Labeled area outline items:
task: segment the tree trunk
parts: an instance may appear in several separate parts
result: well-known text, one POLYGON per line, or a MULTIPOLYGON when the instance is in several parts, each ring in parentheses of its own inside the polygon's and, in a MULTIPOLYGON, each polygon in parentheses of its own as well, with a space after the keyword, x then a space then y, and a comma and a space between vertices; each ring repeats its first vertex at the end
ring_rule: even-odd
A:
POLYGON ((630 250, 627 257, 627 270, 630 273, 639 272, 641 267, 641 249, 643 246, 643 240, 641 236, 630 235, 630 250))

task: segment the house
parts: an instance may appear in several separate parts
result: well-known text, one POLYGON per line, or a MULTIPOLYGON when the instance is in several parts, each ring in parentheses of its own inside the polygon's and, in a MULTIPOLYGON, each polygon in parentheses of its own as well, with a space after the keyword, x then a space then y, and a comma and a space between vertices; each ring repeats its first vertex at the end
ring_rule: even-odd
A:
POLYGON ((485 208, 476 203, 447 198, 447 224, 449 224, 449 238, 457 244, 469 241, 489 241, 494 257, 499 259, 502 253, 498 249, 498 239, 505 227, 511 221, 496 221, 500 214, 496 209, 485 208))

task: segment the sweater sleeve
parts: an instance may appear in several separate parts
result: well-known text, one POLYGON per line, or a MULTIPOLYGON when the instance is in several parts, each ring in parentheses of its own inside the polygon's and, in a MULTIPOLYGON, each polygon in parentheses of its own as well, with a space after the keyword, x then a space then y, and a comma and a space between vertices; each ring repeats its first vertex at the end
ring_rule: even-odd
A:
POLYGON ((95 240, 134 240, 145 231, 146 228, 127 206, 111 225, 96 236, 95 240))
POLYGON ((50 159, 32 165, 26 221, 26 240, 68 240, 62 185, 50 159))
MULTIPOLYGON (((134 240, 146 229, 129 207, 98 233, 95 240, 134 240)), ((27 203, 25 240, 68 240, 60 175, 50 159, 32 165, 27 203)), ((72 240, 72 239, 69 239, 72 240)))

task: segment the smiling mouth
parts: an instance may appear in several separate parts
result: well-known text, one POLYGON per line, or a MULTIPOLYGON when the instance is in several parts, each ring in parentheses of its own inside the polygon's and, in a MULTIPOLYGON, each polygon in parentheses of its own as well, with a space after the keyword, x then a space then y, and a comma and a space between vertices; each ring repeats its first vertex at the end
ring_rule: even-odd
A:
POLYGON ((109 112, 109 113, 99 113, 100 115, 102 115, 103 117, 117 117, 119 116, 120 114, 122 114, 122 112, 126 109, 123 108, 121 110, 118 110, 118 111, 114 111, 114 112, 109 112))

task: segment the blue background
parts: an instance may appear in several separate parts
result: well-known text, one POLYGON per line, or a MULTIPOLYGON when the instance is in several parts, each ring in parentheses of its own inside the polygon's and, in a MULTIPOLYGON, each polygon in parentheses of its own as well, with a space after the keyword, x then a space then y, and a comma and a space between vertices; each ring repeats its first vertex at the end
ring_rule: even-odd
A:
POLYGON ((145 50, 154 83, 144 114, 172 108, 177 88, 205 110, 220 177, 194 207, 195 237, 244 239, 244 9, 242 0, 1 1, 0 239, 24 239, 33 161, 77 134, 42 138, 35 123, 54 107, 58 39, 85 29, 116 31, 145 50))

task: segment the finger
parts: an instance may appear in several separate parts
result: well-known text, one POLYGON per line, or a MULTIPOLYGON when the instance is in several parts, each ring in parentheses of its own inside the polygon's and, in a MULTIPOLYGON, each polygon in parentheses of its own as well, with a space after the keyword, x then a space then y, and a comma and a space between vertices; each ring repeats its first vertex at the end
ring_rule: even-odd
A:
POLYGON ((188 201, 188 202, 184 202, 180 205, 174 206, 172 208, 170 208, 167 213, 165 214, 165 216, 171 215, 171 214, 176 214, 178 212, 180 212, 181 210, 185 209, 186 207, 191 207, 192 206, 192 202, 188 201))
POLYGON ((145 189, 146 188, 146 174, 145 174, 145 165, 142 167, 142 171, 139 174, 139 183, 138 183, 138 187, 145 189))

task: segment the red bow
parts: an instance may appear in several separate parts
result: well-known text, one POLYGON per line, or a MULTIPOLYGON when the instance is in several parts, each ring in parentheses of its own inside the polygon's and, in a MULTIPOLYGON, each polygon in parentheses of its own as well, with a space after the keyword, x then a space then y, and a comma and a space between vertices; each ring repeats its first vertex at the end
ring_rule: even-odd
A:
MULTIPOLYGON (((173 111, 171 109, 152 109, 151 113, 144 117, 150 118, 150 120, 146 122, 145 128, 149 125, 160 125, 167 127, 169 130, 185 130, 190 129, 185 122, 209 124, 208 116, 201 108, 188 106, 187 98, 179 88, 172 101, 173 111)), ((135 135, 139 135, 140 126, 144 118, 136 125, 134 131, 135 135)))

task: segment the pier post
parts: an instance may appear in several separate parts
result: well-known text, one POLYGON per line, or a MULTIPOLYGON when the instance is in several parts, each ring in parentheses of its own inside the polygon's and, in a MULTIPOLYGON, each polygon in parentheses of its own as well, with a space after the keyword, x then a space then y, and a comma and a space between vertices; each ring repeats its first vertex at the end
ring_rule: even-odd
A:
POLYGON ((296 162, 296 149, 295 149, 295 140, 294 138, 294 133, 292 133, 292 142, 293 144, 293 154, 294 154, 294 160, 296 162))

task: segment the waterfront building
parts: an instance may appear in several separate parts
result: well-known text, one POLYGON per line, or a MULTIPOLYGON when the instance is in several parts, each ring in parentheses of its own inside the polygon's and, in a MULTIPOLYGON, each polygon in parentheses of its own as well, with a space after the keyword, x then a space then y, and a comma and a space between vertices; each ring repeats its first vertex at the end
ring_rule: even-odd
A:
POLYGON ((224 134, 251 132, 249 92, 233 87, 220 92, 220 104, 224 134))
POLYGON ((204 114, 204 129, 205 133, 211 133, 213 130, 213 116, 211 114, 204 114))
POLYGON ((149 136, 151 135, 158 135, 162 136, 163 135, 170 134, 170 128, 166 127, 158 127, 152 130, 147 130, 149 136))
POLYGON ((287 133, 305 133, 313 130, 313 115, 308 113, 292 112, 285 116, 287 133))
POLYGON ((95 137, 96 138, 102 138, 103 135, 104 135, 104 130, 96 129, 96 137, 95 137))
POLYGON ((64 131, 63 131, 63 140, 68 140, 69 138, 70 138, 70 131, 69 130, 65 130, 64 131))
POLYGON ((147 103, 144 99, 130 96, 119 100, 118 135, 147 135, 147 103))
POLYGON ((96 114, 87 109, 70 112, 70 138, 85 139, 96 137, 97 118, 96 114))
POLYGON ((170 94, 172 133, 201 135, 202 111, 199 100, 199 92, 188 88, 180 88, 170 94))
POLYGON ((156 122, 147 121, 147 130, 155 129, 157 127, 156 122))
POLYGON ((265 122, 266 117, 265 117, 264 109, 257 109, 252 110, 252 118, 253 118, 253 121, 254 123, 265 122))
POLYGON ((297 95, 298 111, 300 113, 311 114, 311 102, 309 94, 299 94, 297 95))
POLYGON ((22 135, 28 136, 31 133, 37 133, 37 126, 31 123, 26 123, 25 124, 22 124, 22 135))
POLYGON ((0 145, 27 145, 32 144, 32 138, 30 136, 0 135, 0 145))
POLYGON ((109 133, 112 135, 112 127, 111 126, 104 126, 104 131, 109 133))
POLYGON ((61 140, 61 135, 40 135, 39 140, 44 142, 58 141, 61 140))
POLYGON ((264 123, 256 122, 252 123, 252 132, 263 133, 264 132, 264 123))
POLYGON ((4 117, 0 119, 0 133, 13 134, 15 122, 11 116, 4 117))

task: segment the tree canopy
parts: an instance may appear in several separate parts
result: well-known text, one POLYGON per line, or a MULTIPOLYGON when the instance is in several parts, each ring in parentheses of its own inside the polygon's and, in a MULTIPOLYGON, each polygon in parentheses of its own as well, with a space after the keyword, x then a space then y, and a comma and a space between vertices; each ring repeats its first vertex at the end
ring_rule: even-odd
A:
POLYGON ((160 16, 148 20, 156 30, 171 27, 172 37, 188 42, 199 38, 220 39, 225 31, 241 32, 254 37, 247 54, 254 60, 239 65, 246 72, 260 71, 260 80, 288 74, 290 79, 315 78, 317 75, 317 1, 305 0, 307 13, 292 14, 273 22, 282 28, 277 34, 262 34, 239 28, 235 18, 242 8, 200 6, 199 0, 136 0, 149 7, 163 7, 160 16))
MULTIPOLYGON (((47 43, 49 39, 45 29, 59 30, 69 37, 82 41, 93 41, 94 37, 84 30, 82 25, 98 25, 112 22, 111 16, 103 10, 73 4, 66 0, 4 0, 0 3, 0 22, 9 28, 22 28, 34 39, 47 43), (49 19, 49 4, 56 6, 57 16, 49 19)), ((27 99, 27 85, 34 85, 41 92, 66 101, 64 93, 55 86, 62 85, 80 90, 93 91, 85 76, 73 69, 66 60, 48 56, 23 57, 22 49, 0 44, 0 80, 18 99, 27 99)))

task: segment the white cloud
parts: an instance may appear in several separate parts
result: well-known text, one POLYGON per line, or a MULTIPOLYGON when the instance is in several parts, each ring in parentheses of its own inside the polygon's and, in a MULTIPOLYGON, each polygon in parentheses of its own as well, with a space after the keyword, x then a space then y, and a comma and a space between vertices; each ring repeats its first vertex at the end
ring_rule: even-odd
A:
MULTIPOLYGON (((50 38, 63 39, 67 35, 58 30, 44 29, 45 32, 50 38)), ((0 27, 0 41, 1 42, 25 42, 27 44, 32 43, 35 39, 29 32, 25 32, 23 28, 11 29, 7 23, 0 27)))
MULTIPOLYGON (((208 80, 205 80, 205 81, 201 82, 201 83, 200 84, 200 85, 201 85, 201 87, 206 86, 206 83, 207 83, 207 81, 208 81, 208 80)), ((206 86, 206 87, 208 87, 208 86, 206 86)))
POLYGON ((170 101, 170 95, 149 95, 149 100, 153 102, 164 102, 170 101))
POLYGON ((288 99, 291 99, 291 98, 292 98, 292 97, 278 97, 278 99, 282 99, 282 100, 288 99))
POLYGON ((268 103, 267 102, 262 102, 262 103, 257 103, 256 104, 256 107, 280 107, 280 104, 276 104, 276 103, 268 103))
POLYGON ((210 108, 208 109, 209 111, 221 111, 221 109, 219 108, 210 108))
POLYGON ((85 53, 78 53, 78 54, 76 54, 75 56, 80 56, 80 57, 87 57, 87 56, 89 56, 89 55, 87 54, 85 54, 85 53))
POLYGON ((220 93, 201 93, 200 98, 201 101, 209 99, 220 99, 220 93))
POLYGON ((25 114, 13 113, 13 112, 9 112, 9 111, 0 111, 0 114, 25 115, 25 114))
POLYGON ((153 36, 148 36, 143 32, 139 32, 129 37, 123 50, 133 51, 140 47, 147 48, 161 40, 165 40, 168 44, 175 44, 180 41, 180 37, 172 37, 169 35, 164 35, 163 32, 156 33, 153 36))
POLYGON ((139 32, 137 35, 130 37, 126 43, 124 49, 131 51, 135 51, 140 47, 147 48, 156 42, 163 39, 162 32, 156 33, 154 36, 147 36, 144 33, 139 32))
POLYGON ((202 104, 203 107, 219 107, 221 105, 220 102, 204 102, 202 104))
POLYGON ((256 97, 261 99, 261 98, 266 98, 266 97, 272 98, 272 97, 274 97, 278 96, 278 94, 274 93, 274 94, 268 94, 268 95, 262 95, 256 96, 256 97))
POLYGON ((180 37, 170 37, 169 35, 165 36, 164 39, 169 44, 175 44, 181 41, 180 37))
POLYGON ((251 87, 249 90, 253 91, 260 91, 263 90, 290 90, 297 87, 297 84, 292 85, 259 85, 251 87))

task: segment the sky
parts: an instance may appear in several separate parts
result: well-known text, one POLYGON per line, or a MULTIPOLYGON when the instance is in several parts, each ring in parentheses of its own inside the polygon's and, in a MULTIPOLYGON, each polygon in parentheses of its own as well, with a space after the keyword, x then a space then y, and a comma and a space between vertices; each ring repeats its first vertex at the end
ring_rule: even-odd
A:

Stated goal
Give the listing, starting with the line with "task: segment the waterfront building" and going on through the line with "POLYGON ((204 114, 204", as a two-column CSV with the columns "prompt" and "response". Make one row for each task, with its text in "prompt" and its answer in "response", each as a single quoted field with line breaks replaced by spaces.

Problem solution
prompt,response
"task: segment the waterfront building parts: an instance may appear in several separate parts result: well-known text, one POLYGON per line, or a MULTIPOLYGON when the instance is in several parts, each ring in parentheses of its own inside the polygon's and, in a MULTIPOLYGON, each polygon in parentheses of its own as well, with a space after the keyword, x then a space then y, and a comma and a space between vertices; each ring repeats its first vertex at the end ring_rule: even-odd A:","POLYGON ((224 134, 251 132, 249 92, 233 87, 220 92, 220 104, 224 134)) POLYGON ((204 114, 204 129, 205 133, 211 133, 213 130, 213 116, 211 114, 204 114))"